### Dataset records

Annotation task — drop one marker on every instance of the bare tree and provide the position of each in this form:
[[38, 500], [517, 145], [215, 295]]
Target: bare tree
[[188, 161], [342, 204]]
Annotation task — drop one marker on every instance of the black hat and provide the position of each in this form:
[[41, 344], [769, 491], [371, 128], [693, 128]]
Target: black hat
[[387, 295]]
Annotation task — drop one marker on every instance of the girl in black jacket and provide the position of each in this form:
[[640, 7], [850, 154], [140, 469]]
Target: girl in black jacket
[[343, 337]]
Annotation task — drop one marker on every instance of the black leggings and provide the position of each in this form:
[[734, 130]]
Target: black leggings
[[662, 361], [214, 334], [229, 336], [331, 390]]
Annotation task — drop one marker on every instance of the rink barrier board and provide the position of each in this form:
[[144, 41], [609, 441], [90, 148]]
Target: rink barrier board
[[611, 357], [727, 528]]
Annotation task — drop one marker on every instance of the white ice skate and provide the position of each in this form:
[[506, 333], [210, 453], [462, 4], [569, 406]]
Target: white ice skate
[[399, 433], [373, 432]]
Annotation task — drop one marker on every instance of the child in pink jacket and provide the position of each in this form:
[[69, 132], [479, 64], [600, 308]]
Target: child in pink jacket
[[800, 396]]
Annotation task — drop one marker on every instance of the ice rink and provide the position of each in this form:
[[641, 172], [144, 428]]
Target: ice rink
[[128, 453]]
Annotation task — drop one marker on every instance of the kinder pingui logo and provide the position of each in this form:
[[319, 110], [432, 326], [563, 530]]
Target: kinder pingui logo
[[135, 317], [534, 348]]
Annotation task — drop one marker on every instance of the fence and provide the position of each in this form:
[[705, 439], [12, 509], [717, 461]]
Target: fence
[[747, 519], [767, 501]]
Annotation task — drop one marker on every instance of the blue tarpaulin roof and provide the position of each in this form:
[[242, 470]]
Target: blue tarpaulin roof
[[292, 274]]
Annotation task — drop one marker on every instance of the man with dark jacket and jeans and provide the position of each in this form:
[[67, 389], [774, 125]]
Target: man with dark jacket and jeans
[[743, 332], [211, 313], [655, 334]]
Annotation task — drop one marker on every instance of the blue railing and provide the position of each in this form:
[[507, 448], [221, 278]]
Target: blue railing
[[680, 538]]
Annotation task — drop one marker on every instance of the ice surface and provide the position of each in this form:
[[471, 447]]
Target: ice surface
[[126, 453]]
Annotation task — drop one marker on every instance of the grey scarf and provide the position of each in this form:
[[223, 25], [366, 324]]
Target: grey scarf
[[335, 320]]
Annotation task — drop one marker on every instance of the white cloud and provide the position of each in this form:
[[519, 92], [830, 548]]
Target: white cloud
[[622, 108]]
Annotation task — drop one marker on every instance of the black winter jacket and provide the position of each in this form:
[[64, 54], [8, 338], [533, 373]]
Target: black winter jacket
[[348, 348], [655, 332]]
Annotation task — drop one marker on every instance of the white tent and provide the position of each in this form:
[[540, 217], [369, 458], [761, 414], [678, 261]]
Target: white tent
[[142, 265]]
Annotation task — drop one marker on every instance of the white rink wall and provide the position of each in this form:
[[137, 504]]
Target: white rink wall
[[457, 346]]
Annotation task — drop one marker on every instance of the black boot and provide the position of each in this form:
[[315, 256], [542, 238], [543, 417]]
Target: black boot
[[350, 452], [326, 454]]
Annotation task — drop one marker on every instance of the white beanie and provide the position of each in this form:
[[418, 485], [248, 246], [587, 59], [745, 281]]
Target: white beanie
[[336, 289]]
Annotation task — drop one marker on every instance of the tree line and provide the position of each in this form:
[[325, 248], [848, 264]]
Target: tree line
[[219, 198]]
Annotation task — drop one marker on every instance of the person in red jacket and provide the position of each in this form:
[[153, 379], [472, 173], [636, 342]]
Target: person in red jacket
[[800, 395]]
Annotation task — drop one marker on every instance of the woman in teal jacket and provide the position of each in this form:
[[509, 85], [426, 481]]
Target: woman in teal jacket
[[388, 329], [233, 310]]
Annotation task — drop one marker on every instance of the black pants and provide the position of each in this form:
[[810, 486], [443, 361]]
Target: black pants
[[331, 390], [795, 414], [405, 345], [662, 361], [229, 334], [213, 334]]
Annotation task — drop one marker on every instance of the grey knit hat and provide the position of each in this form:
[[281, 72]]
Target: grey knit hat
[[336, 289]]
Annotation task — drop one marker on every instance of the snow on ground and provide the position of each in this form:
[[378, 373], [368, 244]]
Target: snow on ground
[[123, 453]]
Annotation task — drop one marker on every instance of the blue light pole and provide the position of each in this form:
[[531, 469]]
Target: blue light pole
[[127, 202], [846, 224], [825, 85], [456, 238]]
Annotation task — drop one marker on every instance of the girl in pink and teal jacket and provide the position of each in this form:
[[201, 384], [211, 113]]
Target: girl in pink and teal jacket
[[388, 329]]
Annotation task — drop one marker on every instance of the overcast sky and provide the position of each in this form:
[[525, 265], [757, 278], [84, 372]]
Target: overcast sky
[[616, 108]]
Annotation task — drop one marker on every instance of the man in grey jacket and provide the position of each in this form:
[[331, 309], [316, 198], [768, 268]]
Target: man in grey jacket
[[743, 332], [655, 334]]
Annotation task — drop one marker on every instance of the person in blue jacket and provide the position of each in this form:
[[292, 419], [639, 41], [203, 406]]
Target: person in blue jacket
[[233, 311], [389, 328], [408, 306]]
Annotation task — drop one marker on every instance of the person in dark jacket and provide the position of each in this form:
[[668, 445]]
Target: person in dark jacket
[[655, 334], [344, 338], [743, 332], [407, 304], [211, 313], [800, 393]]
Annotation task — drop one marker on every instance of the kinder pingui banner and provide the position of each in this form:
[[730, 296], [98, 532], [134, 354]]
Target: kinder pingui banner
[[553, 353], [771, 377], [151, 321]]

######
### Dataset records

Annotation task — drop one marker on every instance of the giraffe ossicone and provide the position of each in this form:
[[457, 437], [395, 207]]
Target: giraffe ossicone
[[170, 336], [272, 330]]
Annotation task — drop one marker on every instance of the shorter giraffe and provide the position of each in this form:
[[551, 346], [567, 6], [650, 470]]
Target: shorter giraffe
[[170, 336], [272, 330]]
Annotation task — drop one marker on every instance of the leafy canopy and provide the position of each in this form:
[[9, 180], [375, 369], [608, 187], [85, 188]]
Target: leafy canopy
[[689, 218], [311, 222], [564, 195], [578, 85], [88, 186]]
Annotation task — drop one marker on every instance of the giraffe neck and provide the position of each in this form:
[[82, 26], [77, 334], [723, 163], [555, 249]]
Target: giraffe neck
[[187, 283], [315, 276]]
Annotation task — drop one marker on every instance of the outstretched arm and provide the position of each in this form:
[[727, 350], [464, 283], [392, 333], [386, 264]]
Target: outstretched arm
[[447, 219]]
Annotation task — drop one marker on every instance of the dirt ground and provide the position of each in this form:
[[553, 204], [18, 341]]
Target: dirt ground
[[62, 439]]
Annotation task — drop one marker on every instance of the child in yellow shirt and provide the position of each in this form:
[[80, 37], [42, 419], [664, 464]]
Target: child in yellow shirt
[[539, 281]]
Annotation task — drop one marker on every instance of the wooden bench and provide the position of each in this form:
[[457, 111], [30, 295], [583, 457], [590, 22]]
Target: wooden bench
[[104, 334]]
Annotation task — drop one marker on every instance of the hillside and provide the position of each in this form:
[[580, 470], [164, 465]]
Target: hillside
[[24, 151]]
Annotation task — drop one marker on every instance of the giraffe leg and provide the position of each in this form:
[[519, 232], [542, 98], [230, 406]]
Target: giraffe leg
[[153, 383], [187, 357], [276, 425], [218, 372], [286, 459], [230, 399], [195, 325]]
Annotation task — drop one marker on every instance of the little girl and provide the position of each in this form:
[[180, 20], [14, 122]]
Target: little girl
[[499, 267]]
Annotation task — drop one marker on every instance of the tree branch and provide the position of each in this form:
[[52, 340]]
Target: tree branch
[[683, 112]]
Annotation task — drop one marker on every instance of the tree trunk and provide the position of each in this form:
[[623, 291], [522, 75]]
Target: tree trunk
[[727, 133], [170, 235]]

######

■ Exercise instructions
Collect every line of the items above that contains the string "barrier". Copy each such line in full.

■ Problem solution
Annotation task — drop one marker on every instance of the rink barrier board and provide the position of each in this form:
Target: rink barrier board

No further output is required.